**TEXT EXTRACT:**
Because our textbooks, newspapers, and talk show hosts often misrepresent the thinkers who have played important roles in changing society, we are kept ignorant of the forces that have helped foster movements for social justice. The dominant set of ideas that rule our society encourage us to have a passive view of our place in the world and a pessimistic view of the possibilities for change. Once we break free of this dominant set of ideas, a whole world of possibilities for changing the world opens up before us.


Understanding the possibility of human liberation requires us to risk upsetting the very foundations of how we see the world. The dominant view argues that to be liberated is to be freed from social obligations that get in the way of our pursuit of our own interests. So, for those who accept Smith's idea of people as basically self-interested, capitalism is the ideal society. In contrast to Smith, many other theorists argue that human nature is basically about caring for others. Seeing people as altruistic social beings, they argue that the best society is one that allows this goodness to run the social order. If human beings are basically good, then it makes sense to argue that the best society is one that allows people to do what they want to do.

Emma Goldman was a leading thinker in the anarchist expression of this viewpoint. Born into a working-class Jewish family in Russia in 1869, she immigrated to Rochester, New York. Forced by a tyrannical father into a loveless marriage, Goldman became interested in radical politics through following the case of the Haymarket massacre. She left her family and bad marriage and moved to New York City, where she became involved in the anarchist movement. Goldman advocated for access to birth control, an end to repressive attitudes about sexuality, and freedom from state control. In 1919, she was deported to Russia as a result of her opposition to the draft for World War I.

Goldman envisioned a life in which we would be much freer to follow our desires and in which the happiness of each member of society would matter. Goldman defined anarchism as "the philosophy of a new social order based on liberty unrestricted by man-made law; the theory that all forms of government rest on violence, and are therefore wrong and harmful, as well as unnecessary."

**SET EXERCISE A:** According to the passage on Emma Goldman, what led to her deportation to Russia in 1919?

**DATASET ROWS:**

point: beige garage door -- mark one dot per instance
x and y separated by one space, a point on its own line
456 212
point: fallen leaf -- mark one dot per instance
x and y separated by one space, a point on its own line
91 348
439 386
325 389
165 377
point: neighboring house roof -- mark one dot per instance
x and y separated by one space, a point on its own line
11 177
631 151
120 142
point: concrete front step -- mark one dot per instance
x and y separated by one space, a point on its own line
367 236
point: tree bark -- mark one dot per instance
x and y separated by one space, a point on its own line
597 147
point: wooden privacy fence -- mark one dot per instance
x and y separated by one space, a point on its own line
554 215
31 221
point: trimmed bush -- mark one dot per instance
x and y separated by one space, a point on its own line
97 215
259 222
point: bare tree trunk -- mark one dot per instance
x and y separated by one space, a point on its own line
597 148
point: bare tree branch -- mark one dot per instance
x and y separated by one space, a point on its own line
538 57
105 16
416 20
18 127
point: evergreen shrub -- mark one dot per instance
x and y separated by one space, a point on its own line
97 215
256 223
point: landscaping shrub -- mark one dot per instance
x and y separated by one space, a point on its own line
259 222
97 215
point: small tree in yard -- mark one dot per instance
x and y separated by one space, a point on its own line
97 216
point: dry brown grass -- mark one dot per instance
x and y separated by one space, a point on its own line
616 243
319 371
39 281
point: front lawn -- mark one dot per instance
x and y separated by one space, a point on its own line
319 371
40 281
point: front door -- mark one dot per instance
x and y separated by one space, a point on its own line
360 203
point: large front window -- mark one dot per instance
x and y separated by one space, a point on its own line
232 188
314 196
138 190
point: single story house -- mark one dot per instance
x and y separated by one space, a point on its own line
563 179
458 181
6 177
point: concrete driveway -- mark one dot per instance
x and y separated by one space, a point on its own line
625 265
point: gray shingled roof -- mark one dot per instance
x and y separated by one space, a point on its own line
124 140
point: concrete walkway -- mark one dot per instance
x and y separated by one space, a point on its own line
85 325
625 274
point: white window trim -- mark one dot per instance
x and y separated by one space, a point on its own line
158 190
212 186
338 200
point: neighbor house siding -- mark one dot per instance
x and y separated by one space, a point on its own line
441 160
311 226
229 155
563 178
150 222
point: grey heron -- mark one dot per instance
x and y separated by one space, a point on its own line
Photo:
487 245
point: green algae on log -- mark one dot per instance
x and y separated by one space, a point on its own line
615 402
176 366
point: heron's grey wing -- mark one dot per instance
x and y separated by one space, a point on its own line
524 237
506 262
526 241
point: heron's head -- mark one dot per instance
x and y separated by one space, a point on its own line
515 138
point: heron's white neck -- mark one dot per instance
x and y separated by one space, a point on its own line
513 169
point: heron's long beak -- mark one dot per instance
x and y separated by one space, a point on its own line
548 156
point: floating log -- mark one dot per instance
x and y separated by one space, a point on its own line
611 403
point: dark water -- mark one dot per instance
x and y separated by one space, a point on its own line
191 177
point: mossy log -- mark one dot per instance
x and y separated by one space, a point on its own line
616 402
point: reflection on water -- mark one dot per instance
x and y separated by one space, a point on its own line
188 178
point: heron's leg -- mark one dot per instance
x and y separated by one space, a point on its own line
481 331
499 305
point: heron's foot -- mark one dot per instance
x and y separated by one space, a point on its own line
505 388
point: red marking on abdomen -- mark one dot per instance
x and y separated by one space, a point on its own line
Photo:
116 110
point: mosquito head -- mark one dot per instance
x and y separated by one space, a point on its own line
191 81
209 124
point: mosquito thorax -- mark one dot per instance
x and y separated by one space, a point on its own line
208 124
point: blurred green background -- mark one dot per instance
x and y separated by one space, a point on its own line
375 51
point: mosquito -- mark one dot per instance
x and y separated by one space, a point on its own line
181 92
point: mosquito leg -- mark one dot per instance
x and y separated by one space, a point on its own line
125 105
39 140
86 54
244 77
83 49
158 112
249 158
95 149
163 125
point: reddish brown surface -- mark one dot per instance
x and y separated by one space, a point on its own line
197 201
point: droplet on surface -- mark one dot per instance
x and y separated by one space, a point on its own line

**SET EXERCISE B:** Identify every line in the records containing the string "bare", and copy each one.

**FULL RESPONSE A:** She was deported because of her opposition to the draft for World War I.

**FULL RESPONSE B:**
point: bare tree trunk -- mark one dot per instance
point: bare tree branch -- mark one dot per instance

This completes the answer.